- **Exercise goal**
Please look for the string "with" below and report every line in which it occurs.

- **Data extract**
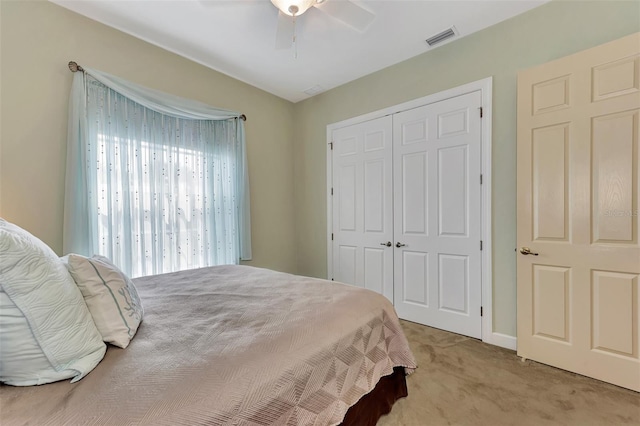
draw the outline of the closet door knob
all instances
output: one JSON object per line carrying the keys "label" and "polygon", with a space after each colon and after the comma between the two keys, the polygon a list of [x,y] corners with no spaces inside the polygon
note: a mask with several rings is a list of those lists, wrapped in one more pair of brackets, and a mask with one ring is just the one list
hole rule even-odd
{"label": "closet door knob", "polygon": [[402,244],[400,241],[398,241],[398,242],[396,243],[396,247],[398,247],[398,248],[400,248],[400,247],[404,247],[404,246],[406,246],[406,244]]}
{"label": "closet door knob", "polygon": [[391,241],[387,241],[386,243],[380,243],[381,246],[387,246],[387,247],[391,247]]}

- **Answer space**
output: one JSON object per line carrying the keys "label" and "polygon", with a space after each colon and after the comma between the two keys, the polygon a list of [x,y] corners with no spaces inside the polygon
note: a mask with several rings is a list of those lists, wrapped in one more pair of brackets, and a mask with one ring is just the one list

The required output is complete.